━━ Records for this task

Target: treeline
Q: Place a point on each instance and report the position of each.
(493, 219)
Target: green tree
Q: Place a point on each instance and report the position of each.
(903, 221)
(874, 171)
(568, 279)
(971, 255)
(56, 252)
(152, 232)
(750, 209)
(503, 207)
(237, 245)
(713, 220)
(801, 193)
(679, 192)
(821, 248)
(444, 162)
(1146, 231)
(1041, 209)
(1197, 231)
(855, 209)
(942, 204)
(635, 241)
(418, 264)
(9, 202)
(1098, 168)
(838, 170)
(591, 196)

━━━━

**To be done**
Please reproduce every one of the records above, line for line, with nothing changed.

**Solution for this problem**
Target: treeline
Q: Place a point on each instance and report the position of each.
(493, 219)
Target: green tree
Q: Place a point on each instance and report the position of each.
(903, 221)
(874, 171)
(568, 279)
(971, 255)
(56, 252)
(152, 232)
(750, 209)
(503, 207)
(237, 245)
(713, 220)
(801, 193)
(679, 192)
(821, 248)
(444, 162)
(1146, 231)
(1041, 209)
(1197, 231)
(855, 209)
(942, 204)
(635, 241)
(418, 264)
(9, 202)
(1098, 168)
(838, 170)
(591, 196)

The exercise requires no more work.